- **Text section**
______________________________
As usual, whatever the oppressor claims about others, they're probably first in line doing it.
yeloson: (Magical Feeling)
Wherein I snark, what all is wrong with the Huffington Post & the Uppity Negros AKA ZOMG OBAMA = TIGER WOODS AND ALL BLACK MEN HAVE FALLEN.

I'll just pull some relevant points:

If both men somehow thought they were untouchable, they have been put to right.

First, who said they were untouchable? I don't recall Tiger giving Cassius Clay speeches (god, I don't know golf, who's an arrogant golfer?) or Obama declaring he was the Decider. Oh, wait, that's right, black men don't get compared to other people doing similar activities- they get compared to an assumed status for black men:

How dare you be successful black men?

And now you're "put to right" for being too successful. Don't try that anymore, you hear?

It is tragic when an icon falls. When a black icon stumbles the tragedy seems doubly problematic. Mike Tyson, Magic Johnson, and Michael Jackson were all at the tops of their fields before revelations that made them less palatable as heroes and less of a role model for young black men.

What the hell do these 3 folks have in common, aside from being black and famous?
______________________________
- **Given material**
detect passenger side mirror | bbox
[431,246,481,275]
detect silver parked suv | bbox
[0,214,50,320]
______________________________
- **Required task 1**
From the blog post, copy the passage that begins at the words "First, who said" and stops after "young black men.".
- **Required task 2**
Answer these questions about the blog post:
(a) Which publication does the title of the post name?
(b) Which two men does the title set equal to each other?
(c) Which three people does the quoted passage list as having been at the tops of their fields?
- **Required task 3**
Please continue the blog post about the Huffington Post piece on Obama and Tiger Woods, picking up after its final sentence.

- **Final answer 1**
First, who said they were untouchable? I don't recall Tiger giving Cassius Clay speeches (god, I don't know golf, who's an arrogant golfer?) or Obama declaring he was the Decider. Oh, wait, that's right, black men don't get compared to other people doing similar activities- they get compared to an assumed status for black men:

How dare you be successful black men?

And now you're "put to right" for being too successful. Don't try that anymore, you hear?

It is tragic when an icon falls. When a black icon stumbles the tragedy seems doubly problematic. Mike Tyson, Magic Johnson, and Michael Jackson were all at the tops of their fields before revelations that made them less palatable as heroes and less of a role model for young black men.

- **Final answer 2**
(a) The Huffington Post
(b) Obama and Tiger Woods
(c) Mike Tyson, Magic Johnson, and Michael Jackson

- **Final answer 3**
You have 1) someone with a violent past even before his boxing 2) someone who "dared" to get AIDS, and 3) someone who was already "getting weird" before the child molestation charges? One shouldn't be a role-model to begin, one should still be a role model (or does AIDs make you untouchable and worthy of stoning? How progressive.) and the third was well on his way out of being anyone's role model with a Neverland and Bubbles the Monkey.

I guess Famous Black Men is enough of a common thread, right? I'll keep that in mind when I talk about white women: Sinead O'Connor, Barbara Bush, and Tonya Harding are clearly in the same category.

The expectations of real change that had people in tears a little over a year have been so thoroughly dashed that too many of his supporters feel betrayed by their naiveté; they feel, as I do, almost foolish for believing that the status quo could really be kicked out the door....

You hear that Obama? We gave you ONE YEAR. ONE (not quite) WHOLE YEAR to fix the problems of Reaganomics, "Iraq The Prequel" Bush Sr., Bill "Trade & Deregulate" Clinton, and "Fuck yo' Constitution" Bush Jr.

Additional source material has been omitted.